Source document.
━━━

The Ultimate Scapegoat: Renewable Energy
Author: Grant Rowe
Published: April 1, 2022
Looking at the chart, you can see that overall renewable power was actually higher than what was expected of it. Thus, it should be concluded that not only is renewable energy a relatively low contributor to Texan energy, but throughout the disaster, it actually preformed relatively well given the extreme weather conditions. Most of the true outages were due to collapses to fossil fuel lines. The Time reported that the main failures of the outages were due to “frozen instruments at natural gas, coal and even nuclear facilities, as well as limited supplies of natural gas.” However, that didn’t stop many, including Texas’s own governor from using the instance to attack renewable energy. And the attacks do not stop there.
Looking to more recent times, renewable energy has been blamed, in part, for causing European reliance on Russia, and thus, making it difficult for nations to take meaningful action against them. In the aforementioned article, The West’s Green Delusions Empowered Putin, the author writes, “while Putin expanded Russia’s oil production, expanded natural gas production, and then doubled nuclear energy production to allow more exports of its precious gas, Europe, led by Germany, shut down its nuclear power plants, closed gas fields, and refused to develop more through advanced methods like fracking.” In essence, the author is placing blame on renewables for the current conflict in Ukraine. He seems to think that had Germany put more emphasis on its own natural gas production, then Europe could’ve done more to impact Russia. However, Germany has already halted the Nord Stream 2 Baltic Sea gas pipeline project, a fuel line connecting it and Russia. This is a step many did not expect, and it shows that Germany, and much of Europe, is willing to take hard stances against Russia regardless of energy.
However, even assuming the author’s point is true, the claim still holds little weight. Let’s assume that had Germany put more focus on producing its own oil/fuel, it would have been better suited to remove its dependence on Russia and impact the state. The irony is that the same could’ve been accomplished by placing actual emphasis on renewable energy. For instance, reports as far back as 2011 have argued that “large-scale integration of renewable electricity in the European grid (68 percent by 2030 and 99.5 percent by 2050) is both technically and economically feasible with a high level of security of supply.” In other words, had Europe invested properly in renewables, they could have achieved the same goal but without contributing to the millions of deaths that fossil fuels help deliver via air pollution and particulate matter.

━━━

Data section.
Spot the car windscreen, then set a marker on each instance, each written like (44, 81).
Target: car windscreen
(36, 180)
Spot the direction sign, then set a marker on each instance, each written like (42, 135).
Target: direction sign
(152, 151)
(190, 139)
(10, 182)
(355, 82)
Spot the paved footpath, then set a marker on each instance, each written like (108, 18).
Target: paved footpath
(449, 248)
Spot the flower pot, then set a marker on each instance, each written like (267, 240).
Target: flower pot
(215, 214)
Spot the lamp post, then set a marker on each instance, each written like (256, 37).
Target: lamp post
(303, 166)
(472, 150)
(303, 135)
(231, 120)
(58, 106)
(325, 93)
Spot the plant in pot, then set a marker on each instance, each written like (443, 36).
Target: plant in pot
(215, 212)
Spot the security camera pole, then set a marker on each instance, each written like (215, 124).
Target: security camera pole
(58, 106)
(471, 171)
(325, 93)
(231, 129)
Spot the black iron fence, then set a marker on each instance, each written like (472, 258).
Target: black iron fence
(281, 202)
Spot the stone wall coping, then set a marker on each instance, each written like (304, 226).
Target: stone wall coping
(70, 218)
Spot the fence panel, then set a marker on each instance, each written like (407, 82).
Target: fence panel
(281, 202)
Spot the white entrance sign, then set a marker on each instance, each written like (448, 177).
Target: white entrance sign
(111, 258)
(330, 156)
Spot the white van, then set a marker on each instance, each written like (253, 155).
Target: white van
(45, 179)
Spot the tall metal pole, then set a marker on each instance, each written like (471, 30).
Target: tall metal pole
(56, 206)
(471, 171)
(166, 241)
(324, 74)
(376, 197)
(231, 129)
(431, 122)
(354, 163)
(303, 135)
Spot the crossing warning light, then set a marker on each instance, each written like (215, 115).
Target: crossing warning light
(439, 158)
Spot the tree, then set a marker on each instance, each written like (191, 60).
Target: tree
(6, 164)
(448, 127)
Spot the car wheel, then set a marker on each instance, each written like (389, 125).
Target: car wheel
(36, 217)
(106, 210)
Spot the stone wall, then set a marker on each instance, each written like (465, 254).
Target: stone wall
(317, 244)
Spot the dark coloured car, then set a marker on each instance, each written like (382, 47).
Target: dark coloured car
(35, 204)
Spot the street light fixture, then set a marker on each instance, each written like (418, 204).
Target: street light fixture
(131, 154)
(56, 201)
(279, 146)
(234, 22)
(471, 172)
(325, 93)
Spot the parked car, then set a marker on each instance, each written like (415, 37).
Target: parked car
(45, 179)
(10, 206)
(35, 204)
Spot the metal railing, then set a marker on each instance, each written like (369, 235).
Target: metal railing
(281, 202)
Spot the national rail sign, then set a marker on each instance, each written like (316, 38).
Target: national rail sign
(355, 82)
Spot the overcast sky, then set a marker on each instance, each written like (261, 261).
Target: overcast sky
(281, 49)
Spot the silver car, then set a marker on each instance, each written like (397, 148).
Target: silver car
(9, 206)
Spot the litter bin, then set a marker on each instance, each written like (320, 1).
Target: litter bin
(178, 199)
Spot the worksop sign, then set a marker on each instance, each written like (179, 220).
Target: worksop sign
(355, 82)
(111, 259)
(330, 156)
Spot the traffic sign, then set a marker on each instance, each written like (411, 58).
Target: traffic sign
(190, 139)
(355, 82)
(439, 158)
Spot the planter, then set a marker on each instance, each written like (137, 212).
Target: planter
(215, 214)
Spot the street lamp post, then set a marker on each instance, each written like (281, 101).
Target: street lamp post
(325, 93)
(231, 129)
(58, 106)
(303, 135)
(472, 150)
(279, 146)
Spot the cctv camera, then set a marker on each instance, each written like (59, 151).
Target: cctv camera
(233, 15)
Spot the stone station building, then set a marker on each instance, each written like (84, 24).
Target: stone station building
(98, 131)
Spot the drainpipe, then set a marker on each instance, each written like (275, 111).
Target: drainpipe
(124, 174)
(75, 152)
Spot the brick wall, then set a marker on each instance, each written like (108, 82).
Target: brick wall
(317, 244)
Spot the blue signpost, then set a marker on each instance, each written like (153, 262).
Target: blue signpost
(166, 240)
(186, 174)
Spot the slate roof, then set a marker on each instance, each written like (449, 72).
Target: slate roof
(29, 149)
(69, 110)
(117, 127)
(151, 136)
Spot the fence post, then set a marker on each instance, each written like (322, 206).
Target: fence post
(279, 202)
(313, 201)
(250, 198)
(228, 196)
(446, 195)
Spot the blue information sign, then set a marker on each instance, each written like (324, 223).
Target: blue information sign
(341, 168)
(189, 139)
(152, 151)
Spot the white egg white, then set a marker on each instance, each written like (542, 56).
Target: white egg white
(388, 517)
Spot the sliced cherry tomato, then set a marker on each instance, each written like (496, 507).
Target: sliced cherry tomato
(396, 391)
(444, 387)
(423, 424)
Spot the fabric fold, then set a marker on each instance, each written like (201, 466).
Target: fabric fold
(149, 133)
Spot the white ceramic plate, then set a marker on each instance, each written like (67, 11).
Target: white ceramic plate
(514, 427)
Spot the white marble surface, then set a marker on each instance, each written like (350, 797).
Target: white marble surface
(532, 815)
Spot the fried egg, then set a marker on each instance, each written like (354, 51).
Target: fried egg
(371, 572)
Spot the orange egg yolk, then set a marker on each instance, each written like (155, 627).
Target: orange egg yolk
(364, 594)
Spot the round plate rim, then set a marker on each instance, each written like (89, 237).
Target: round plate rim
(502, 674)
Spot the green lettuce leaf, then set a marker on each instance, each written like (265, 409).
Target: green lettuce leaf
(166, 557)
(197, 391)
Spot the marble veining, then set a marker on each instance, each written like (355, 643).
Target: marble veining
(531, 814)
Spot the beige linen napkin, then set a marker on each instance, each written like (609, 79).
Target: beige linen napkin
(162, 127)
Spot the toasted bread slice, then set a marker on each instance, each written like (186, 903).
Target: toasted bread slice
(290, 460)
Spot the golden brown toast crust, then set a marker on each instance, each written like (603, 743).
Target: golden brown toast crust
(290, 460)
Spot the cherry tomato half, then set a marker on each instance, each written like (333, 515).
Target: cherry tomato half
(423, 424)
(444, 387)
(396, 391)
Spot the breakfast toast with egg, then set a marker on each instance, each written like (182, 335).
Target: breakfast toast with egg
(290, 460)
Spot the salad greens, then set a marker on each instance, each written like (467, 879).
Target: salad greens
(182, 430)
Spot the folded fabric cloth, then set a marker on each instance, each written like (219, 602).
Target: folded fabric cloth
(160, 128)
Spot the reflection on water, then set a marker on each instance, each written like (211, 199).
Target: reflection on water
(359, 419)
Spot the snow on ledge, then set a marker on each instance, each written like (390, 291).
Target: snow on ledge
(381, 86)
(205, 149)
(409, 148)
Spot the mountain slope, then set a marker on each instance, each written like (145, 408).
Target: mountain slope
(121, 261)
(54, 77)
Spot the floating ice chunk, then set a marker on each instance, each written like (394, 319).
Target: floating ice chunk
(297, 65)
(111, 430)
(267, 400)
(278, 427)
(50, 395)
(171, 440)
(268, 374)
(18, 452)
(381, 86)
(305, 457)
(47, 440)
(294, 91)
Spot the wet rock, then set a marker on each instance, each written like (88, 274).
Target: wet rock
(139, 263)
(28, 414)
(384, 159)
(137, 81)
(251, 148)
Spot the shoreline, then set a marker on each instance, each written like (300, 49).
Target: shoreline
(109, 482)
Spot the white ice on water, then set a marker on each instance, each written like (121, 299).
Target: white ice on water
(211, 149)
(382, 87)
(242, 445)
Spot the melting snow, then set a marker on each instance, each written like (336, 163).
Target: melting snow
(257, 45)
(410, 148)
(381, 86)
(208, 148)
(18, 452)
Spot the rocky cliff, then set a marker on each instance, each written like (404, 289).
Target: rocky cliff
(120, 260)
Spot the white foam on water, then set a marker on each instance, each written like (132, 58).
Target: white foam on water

━━━

Your goal.
Reproduce the passage of the renewable energy article above word for word, starting at "The Ultimate Scapegoat: Renewable" and ending at "not stop there.".

Solution to the exercise.
The Ultimate Scapegoat: Renewable Energy
Author: Grant Rowe
Published: April 1, 2022
Looking at the chart, you can see that overall renewable power was actually higher than what was expected of it. Thus, it should be concluded that not only is renewable energy a relatively low contributor to Texan energy, but throughout the disaster, it actually preformed relatively well given the extreme weather conditions. Most of the true outages were due to collapses to fossil fuel lines. The Time reported that the main failures of the outages were due to “frozen instruments at natural gas, coal and even nuclear facilities, as well as limited supplies of natural gas.” However, that didn’t stop many, including Texas’s own governor from using the instance to attack renewable energy. And the attacks do not stop there.